■ Instructions for the task:
Could you transcribe every row below verbatim, keeping each line and its order unchanged?

(Dataset rows)
- - - -

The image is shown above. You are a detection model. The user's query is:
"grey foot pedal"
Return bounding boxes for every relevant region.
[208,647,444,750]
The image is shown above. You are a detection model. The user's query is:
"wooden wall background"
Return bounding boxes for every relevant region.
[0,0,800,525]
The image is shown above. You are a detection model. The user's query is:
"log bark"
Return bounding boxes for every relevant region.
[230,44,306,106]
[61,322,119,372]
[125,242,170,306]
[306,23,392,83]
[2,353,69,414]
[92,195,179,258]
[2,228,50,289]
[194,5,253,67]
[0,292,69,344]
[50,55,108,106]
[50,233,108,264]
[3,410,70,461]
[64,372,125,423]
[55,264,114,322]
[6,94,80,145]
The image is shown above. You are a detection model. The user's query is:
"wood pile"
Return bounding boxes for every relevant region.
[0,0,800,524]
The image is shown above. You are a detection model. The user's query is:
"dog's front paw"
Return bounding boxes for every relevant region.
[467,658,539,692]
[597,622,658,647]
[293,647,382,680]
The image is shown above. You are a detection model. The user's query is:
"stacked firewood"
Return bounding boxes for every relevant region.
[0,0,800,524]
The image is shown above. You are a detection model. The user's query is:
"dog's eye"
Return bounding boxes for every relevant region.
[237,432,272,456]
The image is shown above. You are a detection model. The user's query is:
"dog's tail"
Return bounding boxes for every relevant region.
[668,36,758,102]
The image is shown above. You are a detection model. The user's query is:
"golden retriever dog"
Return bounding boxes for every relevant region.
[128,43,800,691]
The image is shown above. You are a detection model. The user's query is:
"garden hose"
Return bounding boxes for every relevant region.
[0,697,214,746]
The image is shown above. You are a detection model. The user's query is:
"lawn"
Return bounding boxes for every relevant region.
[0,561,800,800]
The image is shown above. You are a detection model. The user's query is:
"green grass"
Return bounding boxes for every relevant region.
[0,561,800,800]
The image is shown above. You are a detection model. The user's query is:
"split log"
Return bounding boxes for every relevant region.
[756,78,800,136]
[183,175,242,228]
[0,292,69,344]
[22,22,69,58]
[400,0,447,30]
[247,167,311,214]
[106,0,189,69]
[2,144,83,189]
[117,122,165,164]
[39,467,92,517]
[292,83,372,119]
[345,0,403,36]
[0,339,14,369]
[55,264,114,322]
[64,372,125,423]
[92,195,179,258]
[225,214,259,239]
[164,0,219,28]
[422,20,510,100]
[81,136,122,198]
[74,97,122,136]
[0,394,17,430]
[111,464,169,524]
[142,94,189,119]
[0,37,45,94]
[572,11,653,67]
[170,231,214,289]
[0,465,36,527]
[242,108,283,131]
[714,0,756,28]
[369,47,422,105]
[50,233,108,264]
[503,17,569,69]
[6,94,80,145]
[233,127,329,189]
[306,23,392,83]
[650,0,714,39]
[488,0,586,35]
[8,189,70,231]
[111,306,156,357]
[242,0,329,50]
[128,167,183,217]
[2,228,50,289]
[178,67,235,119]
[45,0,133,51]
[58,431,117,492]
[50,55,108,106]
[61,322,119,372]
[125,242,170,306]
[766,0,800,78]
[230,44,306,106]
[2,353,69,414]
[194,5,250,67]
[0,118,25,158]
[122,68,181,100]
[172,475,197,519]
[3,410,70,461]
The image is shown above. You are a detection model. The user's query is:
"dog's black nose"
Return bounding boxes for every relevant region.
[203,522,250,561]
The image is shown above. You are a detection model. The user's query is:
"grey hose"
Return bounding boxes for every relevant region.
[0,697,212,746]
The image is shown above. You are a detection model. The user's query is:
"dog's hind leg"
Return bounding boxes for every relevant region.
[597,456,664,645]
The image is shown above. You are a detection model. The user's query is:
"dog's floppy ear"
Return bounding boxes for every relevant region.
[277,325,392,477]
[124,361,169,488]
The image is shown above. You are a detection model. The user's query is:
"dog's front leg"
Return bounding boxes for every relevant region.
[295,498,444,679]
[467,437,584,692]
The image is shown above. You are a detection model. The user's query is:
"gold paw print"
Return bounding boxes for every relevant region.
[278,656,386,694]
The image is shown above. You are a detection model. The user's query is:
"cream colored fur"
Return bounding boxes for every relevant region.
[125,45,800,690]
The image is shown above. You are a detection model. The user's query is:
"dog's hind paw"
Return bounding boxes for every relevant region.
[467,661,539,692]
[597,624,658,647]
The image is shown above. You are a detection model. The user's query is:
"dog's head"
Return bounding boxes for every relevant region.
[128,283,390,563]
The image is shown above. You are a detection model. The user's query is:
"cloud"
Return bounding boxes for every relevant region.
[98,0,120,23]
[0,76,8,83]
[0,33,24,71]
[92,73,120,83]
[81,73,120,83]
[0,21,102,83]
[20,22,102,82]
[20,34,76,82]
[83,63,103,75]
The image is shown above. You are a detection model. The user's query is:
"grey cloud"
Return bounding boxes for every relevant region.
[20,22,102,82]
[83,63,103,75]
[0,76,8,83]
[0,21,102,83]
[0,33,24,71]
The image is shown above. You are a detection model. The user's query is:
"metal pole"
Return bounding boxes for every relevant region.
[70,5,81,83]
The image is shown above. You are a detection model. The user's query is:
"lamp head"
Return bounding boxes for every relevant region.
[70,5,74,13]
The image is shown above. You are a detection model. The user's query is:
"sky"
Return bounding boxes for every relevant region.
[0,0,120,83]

- - - -

■ Response:
The image is shown above. You are a detection model. The user's query is:
"grey foot pedal"
Return bounding boxes for every relevant region.
[208,647,444,750]
The image is shown above. You are a detection model. The user's query is:
"wooden wall background"
Return bounding boxes for every relevant region.
[0,0,800,525]
The image is shown above. You are a detection model. The user's query is:
"log bark"
Return bounding boxes for every relevant region.
[230,44,306,106]
[61,322,119,372]
[125,242,170,306]
[306,23,392,83]
[2,353,69,414]
[92,195,179,258]
[2,228,50,289]
[194,5,253,67]
[0,292,69,344]
[50,55,108,106]
[50,233,108,264]
[3,410,70,461]
[64,372,125,423]
[55,264,114,322]
[6,94,80,145]
The image is shown above. You are a detection model. The user's query is:
"wood pile"
Return bounding boxes for every relevant region.
[0,0,800,524]
The image is shown above. You are a detection model. The user's query is:
"dog's front paw"
Return bounding boxes for every relevant region.
[467,658,539,692]
[597,622,658,647]
[293,647,382,680]
The image is shown above. You are a detection model. The user's query is:
"stacked firewood"
Return bounding boxes for every relevant region.
[0,0,800,524]
The image is shown above. You are a detection model. The user's query is:
"dog's eye"
Return bounding boxes for every relevant region.
[237,432,272,456]
The image is shown above. You are a detection model. The user's query is:
"dog's tail"
Return bounding boxes for every relevant region.
[668,36,758,102]
The image is shown above. You are a detection model. The user's query is:
"golden retriever dog"
Return bounding boxes for every relevant region.
[128,43,800,691]
The image is shown above. You are a detection model. The user's query is:
"garden hose"
Return bounding boxes for every relevant region.
[0,697,214,746]
The image is shown above. You are a detection model. The user's query is:
"lawn"
Return bounding boxes for every relevant region.
[0,561,800,800]
The image is shown above. You are a detection model. The user's query is:
"green grass"
Return bounding boxes for every relevant region.
[0,561,800,800]
The image is shown above. You are a detection model. The user's query is:
"split log"
Return bounding boxes for every relevant region.
[756,78,800,136]
[183,175,242,228]
[0,292,69,344]
[22,22,69,58]
[400,0,447,30]
[247,167,311,214]
[106,0,189,69]
[2,144,83,189]
[117,122,165,164]
[39,467,92,517]
[292,83,372,119]
[345,0,403,36]
[0,339,14,369]
[55,264,114,322]
[64,372,125,423]
[92,195,179,258]
[225,214,259,239]
[164,0,219,28]
[422,20,510,100]
[81,136,122,198]
[74,97,122,136]
[0,394,17,430]
[111,464,169,524]
[142,94,189,119]
[0,37,45,94]
[572,11,653,67]
[170,231,214,289]
[0,465,36,527]
[242,108,283,131]
[714,0,756,28]
[369,47,422,105]
[50,233,108,264]
[503,17,569,69]
[6,94,80,145]
[233,127,329,189]
[306,23,392,83]
[650,0,714,39]
[488,0,586,35]
[8,189,70,231]
[111,306,156,357]
[242,0,329,50]
[128,167,183,217]
[2,228,50,289]
[178,67,235,119]
[45,0,133,51]
[58,431,117,492]
[50,55,108,106]
[61,322,119,372]
[125,242,170,306]
[766,0,800,78]
[230,44,306,106]
[2,353,69,414]
[194,5,250,67]
[0,118,25,158]
[122,68,181,100]
[172,475,197,519]
[3,410,70,461]
The image is shown above. You are a detection model. The user's query is:
"dog's black nose"
Return bounding boxes for every relevant region.
[203,522,250,561]
The image is shown above. You are a detection model. The user's query is:
"grey hose"
Return bounding boxes for every relevant region.
[0,697,212,746]
The image is shown above. You are a detection model. The user's query is:
"dog's hind leg"
Return bounding boxes for every relevant region.
[597,456,664,645]
The image is shown above. You are a detection model. The user's query is:
"dog's floppy ear"
Return bounding boxes for every relevant region.
[277,325,392,477]
[124,361,169,488]
The image is shown above. You are a detection model. The user's query is:
"dog's front leg"
Return bounding boxes for every relevant region.
[295,498,444,679]
[467,437,584,692]
The image is shown above. You are a detection model. The user's query is:
"gold paw print"
Return bounding boxes for every relevant region.
[278,656,386,694]
The image is shown above. You are a detection model. The user's query is:
"cream colored fur"
Return bounding boxes for every relevant region.
[125,45,800,690]
The image is shown above. You are a detection model. The user's query is:
"dog's hind paw"
Return bounding boxes for every relevant region.
[467,661,539,692]
[597,624,658,647]
The image is shown above. You are a detection model. The user's query is:
"dog's head"
Return bounding boxes for every relevant region.
[128,283,390,563]
The image is shown above. You are a detection model. The user's query is:
"cloud"
Return bounding boxes for every relevant region.
[98,0,120,23]
[0,76,8,83]
[0,33,24,71]
[92,73,120,83]
[81,73,120,83]
[0,21,102,83]
[20,22,102,82]
[20,34,76,82]
[83,63,103,75]
The image is shown above. You are a detection model. The user's query is:
"grey cloud"
Return bounding boxes for every relevant region.
[20,22,102,82]
[83,63,103,75]
[0,76,8,83]
[0,21,102,83]
[0,33,24,71]
The image is shown above. You are a detection model. The user's query is:
"metal pole"
Return bounding boxes for every relevant region.
[70,5,81,83]
The image is shown above. You are a detection model. The user's query is:
"lamp head"
Return bounding boxes for every relevant region.
[70,5,74,13]
The image is shown above. You are a detection model. The user's query is:
"sky"
Return bounding boxes for every relevant region.
[0,0,120,83]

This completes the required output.